• [Data for this task]
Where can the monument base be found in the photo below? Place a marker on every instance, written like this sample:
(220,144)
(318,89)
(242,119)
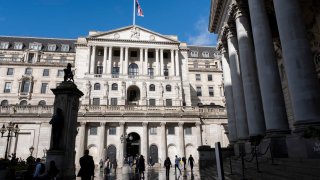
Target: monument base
(59,157)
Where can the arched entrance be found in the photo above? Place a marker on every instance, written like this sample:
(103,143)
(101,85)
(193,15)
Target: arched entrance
(112,153)
(154,153)
(133,144)
(133,95)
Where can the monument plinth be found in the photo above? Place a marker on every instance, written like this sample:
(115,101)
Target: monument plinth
(64,129)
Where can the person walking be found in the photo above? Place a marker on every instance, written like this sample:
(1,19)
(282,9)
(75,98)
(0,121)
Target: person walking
(191,162)
(86,166)
(141,166)
(167,165)
(176,164)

• [Your instructions]
Rewrite all the records above with every "marker" changed to "pin" and nothing else altered. Omit the pictures from your answer.

• [Full output]
Where can the monument base be found in the photo below? Place a pin on every instance, written like this sample:
(220,144)
(318,89)
(242,119)
Target: monument base
(59,157)
Where can the arched entrance be found in the photo above? Place a pin on every instance, written like this sample:
(103,143)
(101,85)
(193,15)
Target: arched entrance
(112,153)
(154,153)
(133,144)
(133,95)
Where can the monument plinth be found in the photo above? Place a pin on every instance, written like this sample:
(115,101)
Target: monument plinth
(64,129)
Where can the person walking be found in the photo above? Place a pin on every instance, written like this sample:
(1,19)
(282,9)
(75,98)
(0,121)
Target: person walking
(191,162)
(86,166)
(141,166)
(167,165)
(176,164)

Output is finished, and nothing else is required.